**** Supplied text ****

Novelists closely associated with the genre include Eric Ambler, Sydney Bauer, Ted Bell, Dan Brown, Lincoln Child, Tom Clancy, Clive Cussler, Michael Crichton, Nelson DeMille, Ian Fleming, Ken Follett, Frederick Forsyth, Graham Greene, John Grisham, Robert Ludlum, Alistair MacLean, Andy McNab, David Morrell, James Phelan, Douglas Preston, and Matthew Reilly.
There have been at least two television series called simply Thriller, one made in the U.S. in the 1960s and one made in the UK in the 1970s. Although in no way linked, both series consisted of one-off dramas, each utilising the familiar motifs of the genre.
24 is a fast-paced television series with a premise inspired by the War on Terror. Each season takes place over the course of twenty-four hours, with each episode happening in "real time". Featuring a split-screen technique and a ticking onscreen clock, 24 follows the exploits of federal agent Jack Bauer as he races to foil terrorist threats.

****

Reproduce word for word the passage of the thriller text starting at "Novelists closely associated" and ending at "and Matthew Reilly.".

**** Data under study ****

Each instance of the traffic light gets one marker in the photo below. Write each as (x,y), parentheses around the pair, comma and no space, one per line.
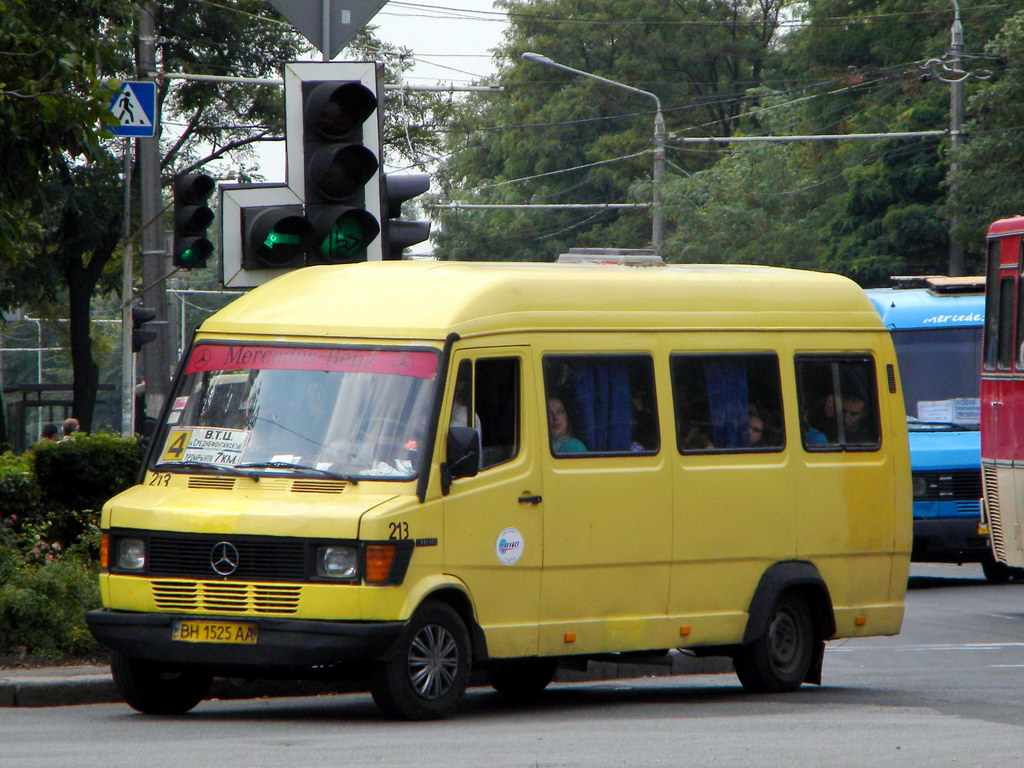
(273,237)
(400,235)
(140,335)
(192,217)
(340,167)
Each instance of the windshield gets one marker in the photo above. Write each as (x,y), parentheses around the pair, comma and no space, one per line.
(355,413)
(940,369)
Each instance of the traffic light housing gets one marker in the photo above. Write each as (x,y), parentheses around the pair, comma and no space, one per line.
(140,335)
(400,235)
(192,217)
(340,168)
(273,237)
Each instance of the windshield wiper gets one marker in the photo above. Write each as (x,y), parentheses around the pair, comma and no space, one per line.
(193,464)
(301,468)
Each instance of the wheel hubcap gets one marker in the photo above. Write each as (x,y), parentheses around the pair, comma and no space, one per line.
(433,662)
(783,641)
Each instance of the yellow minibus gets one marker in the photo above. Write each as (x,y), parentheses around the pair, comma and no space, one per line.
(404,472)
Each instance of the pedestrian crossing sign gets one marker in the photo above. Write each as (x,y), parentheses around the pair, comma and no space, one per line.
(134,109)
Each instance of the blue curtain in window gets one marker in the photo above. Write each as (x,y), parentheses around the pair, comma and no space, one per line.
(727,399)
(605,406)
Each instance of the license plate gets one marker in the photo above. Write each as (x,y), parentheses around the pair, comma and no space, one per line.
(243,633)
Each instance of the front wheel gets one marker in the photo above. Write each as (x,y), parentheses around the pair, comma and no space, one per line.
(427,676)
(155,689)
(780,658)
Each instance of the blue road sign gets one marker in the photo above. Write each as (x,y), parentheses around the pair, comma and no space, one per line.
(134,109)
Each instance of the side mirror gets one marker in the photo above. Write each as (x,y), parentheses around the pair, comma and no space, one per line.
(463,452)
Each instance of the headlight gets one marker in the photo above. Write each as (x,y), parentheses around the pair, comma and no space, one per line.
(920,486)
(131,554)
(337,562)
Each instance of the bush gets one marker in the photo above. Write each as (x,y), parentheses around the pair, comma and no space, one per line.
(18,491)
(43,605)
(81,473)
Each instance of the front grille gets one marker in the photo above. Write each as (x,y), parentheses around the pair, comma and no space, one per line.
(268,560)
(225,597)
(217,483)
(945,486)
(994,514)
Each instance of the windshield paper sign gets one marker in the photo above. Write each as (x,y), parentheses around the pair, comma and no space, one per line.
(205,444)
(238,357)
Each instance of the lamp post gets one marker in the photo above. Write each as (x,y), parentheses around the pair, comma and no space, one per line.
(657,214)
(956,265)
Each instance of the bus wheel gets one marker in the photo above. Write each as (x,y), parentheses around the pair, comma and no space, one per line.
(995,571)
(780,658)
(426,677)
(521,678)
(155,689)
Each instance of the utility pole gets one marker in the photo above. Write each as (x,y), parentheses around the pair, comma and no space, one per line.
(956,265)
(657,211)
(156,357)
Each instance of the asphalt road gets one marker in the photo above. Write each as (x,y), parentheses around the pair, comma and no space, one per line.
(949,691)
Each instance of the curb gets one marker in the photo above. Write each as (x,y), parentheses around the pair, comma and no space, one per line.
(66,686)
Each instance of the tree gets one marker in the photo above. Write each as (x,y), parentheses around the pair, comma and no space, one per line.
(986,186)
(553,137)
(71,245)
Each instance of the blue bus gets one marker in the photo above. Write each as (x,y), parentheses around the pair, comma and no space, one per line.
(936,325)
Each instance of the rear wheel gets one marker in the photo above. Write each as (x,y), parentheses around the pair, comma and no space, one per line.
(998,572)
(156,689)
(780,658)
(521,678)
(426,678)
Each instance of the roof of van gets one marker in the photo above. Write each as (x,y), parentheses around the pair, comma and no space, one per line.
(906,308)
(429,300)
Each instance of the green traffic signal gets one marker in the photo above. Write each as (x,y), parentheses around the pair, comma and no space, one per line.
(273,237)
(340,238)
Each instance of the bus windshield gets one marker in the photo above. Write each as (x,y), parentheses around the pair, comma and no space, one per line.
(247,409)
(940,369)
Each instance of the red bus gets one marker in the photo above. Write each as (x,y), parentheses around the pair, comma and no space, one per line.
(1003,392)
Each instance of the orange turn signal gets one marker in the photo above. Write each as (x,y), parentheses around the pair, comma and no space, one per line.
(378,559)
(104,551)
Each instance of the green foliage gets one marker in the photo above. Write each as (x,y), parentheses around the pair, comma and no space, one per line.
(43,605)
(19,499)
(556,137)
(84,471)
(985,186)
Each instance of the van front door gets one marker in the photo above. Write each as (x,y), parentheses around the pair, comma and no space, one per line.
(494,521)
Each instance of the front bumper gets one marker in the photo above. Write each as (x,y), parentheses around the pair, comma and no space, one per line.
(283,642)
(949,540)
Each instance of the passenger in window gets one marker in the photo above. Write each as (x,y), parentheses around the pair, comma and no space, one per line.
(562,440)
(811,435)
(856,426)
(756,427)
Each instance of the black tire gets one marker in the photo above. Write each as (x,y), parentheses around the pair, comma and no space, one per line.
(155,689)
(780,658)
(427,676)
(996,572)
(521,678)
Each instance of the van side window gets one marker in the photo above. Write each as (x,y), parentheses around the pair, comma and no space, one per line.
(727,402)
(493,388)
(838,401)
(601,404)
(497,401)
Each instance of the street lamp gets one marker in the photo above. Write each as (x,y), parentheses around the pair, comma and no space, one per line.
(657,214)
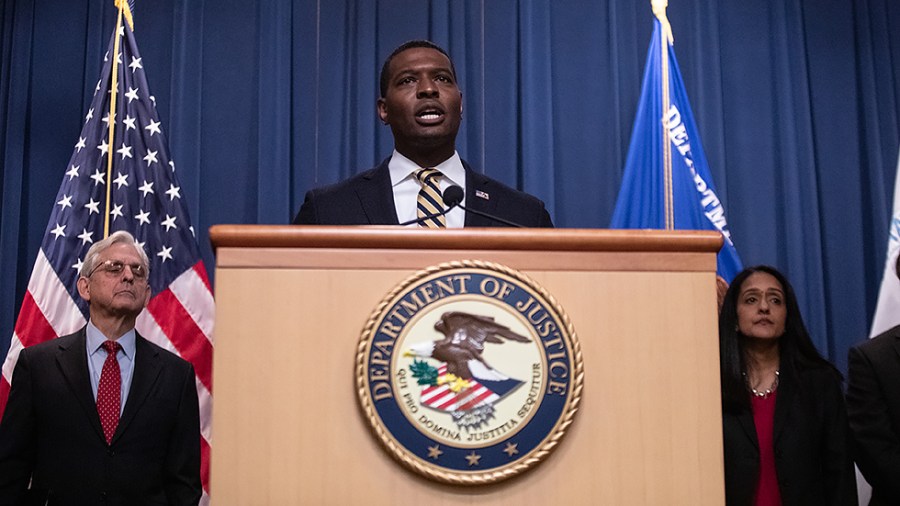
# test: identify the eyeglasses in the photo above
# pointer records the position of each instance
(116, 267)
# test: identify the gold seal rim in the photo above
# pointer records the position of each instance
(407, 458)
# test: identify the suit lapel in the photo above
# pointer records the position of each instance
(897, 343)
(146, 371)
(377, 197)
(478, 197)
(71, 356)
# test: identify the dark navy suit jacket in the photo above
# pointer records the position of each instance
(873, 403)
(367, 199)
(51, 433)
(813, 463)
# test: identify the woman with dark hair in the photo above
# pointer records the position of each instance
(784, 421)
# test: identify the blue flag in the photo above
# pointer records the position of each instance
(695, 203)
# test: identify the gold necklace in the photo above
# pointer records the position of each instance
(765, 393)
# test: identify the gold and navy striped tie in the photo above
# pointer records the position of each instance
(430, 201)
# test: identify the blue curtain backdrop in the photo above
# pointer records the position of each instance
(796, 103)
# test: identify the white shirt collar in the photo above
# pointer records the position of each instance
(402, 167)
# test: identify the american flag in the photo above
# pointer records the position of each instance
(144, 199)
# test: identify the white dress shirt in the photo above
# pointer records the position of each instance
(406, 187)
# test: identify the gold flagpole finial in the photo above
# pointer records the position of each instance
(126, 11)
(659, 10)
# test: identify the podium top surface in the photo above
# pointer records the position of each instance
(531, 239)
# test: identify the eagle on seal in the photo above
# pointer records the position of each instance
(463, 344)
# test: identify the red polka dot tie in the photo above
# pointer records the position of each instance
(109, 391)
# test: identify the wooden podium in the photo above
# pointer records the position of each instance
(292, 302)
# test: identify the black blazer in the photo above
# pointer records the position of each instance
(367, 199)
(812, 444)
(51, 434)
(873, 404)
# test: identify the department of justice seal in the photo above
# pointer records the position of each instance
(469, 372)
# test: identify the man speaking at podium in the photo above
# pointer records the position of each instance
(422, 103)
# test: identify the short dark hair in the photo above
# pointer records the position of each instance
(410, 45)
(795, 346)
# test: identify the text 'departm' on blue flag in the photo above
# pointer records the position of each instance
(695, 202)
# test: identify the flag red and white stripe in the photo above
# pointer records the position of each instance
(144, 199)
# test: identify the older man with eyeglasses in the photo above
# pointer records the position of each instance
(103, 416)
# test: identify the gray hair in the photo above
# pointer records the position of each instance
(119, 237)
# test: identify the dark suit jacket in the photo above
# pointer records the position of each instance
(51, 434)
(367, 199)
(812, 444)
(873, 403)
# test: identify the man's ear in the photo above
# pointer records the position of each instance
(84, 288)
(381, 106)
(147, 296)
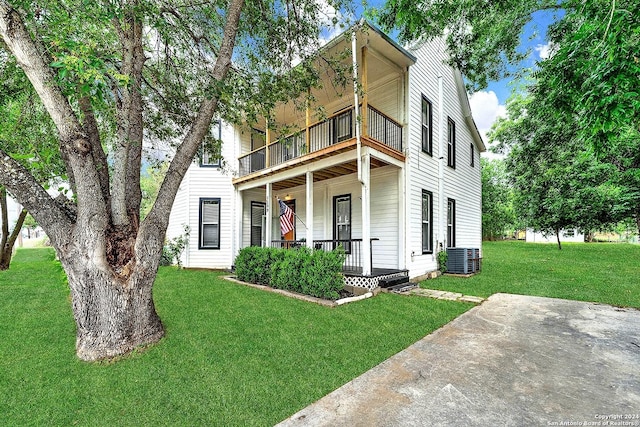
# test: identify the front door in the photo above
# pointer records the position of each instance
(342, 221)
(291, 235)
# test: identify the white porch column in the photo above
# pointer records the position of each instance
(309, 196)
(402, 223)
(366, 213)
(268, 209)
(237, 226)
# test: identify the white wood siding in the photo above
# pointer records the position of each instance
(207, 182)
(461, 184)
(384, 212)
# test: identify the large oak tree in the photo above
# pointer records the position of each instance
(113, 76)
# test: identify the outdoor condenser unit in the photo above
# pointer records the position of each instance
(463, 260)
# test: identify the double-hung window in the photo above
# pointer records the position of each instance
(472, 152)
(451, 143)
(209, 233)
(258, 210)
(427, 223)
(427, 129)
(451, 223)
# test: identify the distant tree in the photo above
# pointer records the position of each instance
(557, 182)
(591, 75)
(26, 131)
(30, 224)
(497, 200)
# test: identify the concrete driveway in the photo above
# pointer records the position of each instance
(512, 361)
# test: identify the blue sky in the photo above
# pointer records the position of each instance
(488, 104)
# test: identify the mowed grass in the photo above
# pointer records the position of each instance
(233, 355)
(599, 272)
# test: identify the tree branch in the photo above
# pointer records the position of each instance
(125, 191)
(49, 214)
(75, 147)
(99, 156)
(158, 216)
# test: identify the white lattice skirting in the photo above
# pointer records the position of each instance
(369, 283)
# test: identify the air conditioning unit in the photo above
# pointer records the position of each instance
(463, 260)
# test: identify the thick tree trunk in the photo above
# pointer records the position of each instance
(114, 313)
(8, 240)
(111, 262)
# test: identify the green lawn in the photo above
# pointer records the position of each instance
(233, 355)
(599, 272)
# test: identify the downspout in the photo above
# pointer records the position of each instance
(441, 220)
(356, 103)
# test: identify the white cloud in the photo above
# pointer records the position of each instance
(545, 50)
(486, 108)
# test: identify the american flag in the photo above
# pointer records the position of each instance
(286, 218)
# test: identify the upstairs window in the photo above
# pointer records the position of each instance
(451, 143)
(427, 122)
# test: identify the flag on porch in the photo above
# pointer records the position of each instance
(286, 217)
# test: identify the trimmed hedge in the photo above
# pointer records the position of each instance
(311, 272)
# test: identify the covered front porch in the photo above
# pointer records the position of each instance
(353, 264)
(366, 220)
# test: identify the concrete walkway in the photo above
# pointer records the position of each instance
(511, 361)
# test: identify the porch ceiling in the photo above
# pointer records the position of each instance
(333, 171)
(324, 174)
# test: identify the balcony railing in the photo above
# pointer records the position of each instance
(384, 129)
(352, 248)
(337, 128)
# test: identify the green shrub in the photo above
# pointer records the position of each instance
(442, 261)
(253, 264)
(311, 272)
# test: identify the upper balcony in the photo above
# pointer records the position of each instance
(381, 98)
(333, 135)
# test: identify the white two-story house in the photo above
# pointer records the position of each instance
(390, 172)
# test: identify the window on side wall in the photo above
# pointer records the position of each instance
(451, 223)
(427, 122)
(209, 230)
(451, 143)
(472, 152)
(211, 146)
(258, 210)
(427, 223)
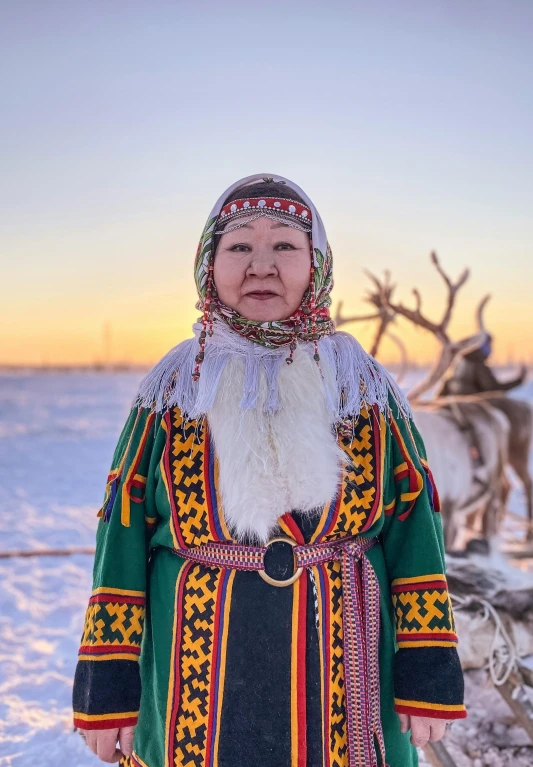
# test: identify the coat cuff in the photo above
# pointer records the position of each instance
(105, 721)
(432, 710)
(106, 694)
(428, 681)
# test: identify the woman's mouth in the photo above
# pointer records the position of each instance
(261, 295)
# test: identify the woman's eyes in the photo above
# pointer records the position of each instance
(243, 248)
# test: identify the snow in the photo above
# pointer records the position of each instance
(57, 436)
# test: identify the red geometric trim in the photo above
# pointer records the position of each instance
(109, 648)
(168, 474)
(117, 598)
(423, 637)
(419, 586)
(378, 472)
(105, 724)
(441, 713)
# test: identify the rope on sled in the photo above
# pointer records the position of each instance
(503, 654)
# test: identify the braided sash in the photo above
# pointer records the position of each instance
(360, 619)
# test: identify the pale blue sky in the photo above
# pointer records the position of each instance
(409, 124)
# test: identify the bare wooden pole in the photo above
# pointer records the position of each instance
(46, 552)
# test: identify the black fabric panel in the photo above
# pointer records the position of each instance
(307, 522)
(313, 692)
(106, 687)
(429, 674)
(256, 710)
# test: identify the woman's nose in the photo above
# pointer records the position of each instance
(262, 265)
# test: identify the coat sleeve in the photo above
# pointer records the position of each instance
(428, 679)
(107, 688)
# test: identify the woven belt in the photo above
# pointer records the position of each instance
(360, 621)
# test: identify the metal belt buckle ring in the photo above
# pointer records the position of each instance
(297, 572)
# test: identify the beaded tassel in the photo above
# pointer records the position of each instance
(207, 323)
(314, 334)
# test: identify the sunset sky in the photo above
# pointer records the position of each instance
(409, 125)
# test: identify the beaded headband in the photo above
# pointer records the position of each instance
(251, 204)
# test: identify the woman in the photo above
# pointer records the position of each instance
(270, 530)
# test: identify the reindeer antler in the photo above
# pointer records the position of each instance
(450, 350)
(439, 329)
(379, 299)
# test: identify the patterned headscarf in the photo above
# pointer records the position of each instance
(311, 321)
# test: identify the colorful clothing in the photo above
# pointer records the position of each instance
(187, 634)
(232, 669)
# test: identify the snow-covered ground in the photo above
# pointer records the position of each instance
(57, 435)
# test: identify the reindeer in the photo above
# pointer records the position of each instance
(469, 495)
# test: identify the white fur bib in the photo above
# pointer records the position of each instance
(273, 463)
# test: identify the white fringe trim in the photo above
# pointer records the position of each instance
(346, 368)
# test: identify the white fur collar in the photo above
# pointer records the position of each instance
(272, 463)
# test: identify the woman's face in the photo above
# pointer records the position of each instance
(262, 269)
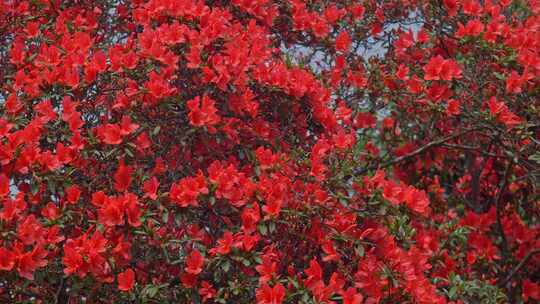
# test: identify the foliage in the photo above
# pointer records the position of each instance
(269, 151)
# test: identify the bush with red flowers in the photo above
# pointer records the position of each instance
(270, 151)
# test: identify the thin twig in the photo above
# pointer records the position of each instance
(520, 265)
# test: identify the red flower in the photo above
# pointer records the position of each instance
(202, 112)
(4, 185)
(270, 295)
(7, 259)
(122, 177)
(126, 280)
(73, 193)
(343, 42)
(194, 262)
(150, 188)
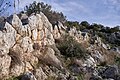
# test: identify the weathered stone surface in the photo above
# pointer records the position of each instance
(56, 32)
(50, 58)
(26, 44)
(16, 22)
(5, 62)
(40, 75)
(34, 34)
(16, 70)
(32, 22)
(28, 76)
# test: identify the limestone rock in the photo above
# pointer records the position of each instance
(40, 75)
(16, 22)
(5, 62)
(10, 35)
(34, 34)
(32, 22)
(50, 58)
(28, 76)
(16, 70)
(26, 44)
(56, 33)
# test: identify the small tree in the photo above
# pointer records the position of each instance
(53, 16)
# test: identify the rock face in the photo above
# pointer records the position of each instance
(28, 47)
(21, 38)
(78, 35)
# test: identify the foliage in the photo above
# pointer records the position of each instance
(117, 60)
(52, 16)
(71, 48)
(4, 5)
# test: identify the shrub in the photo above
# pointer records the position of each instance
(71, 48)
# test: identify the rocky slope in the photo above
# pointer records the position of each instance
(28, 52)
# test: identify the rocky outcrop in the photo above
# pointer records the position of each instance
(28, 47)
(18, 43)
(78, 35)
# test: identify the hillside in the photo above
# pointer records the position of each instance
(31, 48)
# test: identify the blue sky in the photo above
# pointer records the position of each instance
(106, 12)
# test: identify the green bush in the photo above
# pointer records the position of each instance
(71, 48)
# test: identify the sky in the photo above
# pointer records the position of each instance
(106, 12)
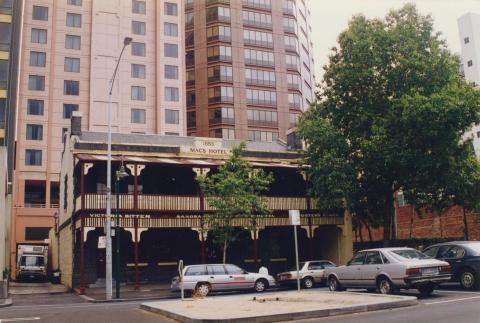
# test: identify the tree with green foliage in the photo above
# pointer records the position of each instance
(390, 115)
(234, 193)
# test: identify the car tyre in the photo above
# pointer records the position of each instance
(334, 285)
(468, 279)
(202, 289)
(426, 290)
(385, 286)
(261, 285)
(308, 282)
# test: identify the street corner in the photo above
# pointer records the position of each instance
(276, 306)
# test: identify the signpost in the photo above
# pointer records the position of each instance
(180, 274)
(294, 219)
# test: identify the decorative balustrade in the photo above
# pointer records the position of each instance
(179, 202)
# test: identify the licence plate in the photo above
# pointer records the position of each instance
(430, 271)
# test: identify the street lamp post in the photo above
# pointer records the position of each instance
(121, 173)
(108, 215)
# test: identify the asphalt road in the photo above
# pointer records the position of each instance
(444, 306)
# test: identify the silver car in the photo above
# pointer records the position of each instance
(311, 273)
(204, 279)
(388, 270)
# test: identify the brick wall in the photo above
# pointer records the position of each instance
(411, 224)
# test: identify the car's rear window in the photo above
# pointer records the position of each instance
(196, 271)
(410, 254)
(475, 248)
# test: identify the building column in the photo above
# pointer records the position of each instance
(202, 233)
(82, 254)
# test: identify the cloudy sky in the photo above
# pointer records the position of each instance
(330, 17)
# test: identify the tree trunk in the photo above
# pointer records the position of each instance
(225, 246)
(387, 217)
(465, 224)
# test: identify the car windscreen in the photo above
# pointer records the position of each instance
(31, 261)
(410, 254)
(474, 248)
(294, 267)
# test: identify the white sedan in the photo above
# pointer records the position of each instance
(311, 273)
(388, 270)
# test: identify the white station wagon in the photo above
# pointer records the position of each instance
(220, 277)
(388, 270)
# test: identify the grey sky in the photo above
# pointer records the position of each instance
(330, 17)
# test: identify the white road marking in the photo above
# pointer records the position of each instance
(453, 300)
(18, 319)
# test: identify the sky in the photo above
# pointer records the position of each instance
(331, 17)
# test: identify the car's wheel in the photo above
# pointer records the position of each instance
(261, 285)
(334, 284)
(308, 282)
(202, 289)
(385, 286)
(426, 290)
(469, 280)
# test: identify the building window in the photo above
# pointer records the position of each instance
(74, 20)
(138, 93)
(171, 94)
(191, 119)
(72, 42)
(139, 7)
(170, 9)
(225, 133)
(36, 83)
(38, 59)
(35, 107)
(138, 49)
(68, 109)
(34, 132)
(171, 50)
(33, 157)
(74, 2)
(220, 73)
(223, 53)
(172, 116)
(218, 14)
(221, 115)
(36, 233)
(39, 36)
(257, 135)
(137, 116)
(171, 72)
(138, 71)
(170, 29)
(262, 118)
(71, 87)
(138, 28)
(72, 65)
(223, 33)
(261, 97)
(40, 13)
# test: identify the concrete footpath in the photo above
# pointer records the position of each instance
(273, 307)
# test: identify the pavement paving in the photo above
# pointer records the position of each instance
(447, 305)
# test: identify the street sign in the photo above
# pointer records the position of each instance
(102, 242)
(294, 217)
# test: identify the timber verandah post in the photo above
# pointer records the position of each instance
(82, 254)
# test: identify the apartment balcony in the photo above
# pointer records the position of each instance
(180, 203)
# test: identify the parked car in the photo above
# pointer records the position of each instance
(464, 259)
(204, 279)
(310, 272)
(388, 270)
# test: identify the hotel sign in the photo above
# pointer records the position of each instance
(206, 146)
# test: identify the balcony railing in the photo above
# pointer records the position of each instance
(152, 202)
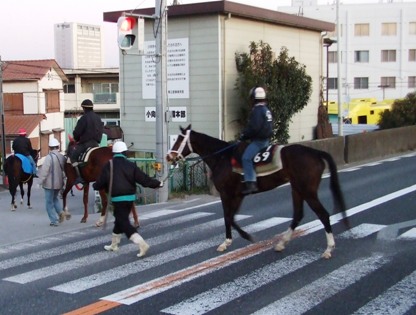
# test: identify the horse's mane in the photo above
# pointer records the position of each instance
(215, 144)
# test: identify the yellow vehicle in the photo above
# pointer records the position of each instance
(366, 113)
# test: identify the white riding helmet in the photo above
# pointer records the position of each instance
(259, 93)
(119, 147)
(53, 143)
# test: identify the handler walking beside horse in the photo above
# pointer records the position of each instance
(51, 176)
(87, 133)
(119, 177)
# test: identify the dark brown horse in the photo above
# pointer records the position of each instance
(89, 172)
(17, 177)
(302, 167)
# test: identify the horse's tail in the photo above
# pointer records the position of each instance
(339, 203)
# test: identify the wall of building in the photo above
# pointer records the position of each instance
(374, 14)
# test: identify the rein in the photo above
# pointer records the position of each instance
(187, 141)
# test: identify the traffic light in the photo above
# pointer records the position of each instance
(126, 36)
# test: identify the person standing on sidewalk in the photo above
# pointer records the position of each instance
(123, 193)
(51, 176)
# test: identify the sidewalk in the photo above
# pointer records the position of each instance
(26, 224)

****

» Reply to the task
Novelists closely associated with the genre include Eric Ambler, Sydney Bauer, Ted Bell, Dan Brown, Lincoln Child, Tom Clancy, Clive Cussler, Michael Crichton, Nelson DeMille, Ian Fleming, Ken Follett, Frederick Forsyth, Graham Greene, John Grisham, Robert Ludlum, Alistair MacLean, Andy McNab, David Morrell, James Phelan, Douglas Preston, and Matthew Reilly.